_WHAT NEEDS TO BE DONE_: A complete, word-for-word restatement of the entries is needed.

_MATERIALS PROVIDED_:
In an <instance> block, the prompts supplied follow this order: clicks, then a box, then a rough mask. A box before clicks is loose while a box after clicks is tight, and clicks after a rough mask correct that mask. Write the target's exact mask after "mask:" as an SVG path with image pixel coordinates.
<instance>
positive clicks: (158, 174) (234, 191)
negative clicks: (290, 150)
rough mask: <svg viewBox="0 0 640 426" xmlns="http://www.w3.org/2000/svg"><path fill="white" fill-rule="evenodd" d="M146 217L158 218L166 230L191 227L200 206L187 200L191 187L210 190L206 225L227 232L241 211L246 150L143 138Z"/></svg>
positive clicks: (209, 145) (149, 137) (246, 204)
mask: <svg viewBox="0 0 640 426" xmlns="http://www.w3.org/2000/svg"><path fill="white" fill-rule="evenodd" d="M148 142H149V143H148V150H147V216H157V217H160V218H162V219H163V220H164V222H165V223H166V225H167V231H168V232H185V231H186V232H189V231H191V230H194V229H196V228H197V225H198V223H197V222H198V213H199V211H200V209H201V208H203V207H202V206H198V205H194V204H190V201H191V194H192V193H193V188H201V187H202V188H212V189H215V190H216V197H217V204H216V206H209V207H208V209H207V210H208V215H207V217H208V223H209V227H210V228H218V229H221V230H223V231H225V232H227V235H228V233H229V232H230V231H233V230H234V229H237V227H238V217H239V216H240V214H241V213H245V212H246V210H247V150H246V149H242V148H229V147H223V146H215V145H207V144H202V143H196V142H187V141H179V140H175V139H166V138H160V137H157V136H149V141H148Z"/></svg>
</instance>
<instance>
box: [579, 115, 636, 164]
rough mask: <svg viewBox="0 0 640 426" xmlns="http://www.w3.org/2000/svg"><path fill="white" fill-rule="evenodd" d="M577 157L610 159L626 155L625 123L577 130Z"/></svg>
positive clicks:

_RESPONSE_:
In an <instance> block, the prompts supplied follow this order: clicks, then a box, then a rough mask. A box before clicks is loose while a box after clicks is tight, and clicks after a rough mask correct that mask. Write the target's exact mask after "mask:" as an SVG path with image pixel coordinates.
<instance>
positive clicks: (158, 174) (234, 191)
negative clicks: (290, 150)
rough mask: <svg viewBox="0 0 640 426" xmlns="http://www.w3.org/2000/svg"><path fill="white" fill-rule="evenodd" d="M146 217L158 218L166 230L191 227L200 206L187 200L191 187L210 190L206 225L227 232L241 211L246 150L143 138Z"/></svg>
positive clicks: (209, 145) (149, 137) (246, 204)
mask: <svg viewBox="0 0 640 426" xmlns="http://www.w3.org/2000/svg"><path fill="white" fill-rule="evenodd" d="M148 142H149V143H148V150H147V216H157V217H160V218H162V219H163V220H164V222H165V223H166V225H167V231H168V232H185V231H186V232H189V231H191V230H194V229H196V228H197V225H198V223H197V222H198V213H199V211H200V209H201V208H203V207H202V206H198V205H194V204H190V201H191V194H192V193H193V188H201V187H202V188H212V189H215V190H216V197H217V204H216V206H209V207H208V209H207V210H208V215H207V217H208V223H209V227H210V228H218V229H221V230H223V231H225V232H227V235H228V233H229V232H230V231H233V230H234V229H237V227H238V217H239V216H240V214H241V213H245V212H246V210H247V150H246V149H242V148H229V147H223V146H215V145H207V144H202V143H196V142H187V141H179V140H175V139H166V138H160V137H157V136H149V141H148Z"/></svg>
</instance>
<instance>
box: [579, 115, 636, 164]
rough mask: <svg viewBox="0 0 640 426" xmlns="http://www.w3.org/2000/svg"><path fill="white" fill-rule="evenodd" d="M577 157L610 159L626 155L625 123L577 130Z"/></svg>
positive clicks:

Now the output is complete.